» **WRITTEN PROBLEM**:
Copy the rows below from the line containing "The component shall provide one point per instance of the pink" through the last row, including both ends, and offset every x and y coordinate by 86 while leaving all other text unchanged.

####################

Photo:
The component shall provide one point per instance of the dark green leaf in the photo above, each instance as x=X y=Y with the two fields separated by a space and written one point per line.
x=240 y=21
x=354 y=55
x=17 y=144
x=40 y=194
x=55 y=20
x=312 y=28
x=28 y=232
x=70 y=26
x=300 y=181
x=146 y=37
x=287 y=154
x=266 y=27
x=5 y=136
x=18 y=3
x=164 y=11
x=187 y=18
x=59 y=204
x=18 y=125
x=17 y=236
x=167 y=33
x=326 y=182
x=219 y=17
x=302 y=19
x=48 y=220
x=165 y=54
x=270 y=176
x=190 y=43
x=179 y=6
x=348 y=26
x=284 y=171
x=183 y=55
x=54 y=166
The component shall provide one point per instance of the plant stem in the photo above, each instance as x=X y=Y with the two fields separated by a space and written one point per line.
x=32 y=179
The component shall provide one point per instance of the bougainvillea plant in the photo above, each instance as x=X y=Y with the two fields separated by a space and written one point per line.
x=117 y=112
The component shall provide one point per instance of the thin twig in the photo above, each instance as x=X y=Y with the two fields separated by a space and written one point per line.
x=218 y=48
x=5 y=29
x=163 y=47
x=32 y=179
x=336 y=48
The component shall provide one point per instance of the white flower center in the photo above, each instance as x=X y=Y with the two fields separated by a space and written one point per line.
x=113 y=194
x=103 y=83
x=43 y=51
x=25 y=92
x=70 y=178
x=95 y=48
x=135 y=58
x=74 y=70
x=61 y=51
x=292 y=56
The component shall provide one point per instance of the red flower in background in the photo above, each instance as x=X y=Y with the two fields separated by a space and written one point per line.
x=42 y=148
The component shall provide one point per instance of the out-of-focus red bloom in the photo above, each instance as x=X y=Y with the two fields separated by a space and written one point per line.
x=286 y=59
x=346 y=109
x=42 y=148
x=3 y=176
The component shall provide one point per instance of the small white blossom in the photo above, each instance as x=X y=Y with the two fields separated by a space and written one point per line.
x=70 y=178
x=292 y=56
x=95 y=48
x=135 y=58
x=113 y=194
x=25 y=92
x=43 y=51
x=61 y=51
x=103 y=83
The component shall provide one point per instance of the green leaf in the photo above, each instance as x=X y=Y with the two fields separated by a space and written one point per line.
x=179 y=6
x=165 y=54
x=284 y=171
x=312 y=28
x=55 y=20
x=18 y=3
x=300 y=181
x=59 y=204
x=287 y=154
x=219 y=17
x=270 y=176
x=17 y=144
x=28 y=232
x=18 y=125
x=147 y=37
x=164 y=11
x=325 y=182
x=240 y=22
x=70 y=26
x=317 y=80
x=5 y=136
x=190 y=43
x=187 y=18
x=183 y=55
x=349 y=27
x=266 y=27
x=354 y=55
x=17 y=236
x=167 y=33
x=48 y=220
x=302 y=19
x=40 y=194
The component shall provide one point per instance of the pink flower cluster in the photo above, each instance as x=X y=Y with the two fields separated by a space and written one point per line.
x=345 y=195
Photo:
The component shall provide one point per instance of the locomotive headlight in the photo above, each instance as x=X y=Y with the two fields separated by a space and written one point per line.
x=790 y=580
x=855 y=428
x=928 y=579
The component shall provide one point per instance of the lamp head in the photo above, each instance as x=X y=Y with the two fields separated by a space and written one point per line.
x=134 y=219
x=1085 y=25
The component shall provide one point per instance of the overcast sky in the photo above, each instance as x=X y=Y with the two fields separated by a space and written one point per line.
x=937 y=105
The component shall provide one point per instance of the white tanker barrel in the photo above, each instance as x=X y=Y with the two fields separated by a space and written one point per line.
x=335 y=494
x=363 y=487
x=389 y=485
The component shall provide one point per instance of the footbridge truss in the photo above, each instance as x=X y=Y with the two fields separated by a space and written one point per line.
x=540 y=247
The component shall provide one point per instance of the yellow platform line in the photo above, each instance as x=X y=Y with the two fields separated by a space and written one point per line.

####################

» **SOLUTION FOR THIS TASK**:
The component shall provide one point per instance of the pink flower cluster in the photo above, each instance as x=X y=Y with the two fields separated by a space and written one point per line.
x=431 y=281
Photo:
The component shall provide one point per instance of the locomotive headlight in the photo above, each instance as x=X y=Y with the two fields separated by a space and written one point per line.
x=876 y=666
x=941 y=514
x=1014 y=665
The component shall provide one point per instance of the lamp head in the photo above, each instance as x=X y=Y with the two fields separated by a space and written one point per line.
x=220 y=305
x=1171 y=111
The component shall provide one point per instance of the overcast sky in the photo above, each instance as x=X y=Y with the two fields separated by a space and written one point per line.
x=1023 y=191
The component shall provide one point per instance of the white tanker barrel in the photo above, each instance as x=X y=Y with the two fields separated by a space and written one point per line.
x=421 y=580
x=449 y=573
x=475 y=571
The component shall provide one point per instance of the footbridge truss in the photo above, each instance as x=X y=Y with the two fields separated by a space and written one point per line.
x=626 y=333
The component shall provide one point per instance of the yellow platform line in the photo above, each instance as x=X y=Y with the two fields separated by a space and written one point per line.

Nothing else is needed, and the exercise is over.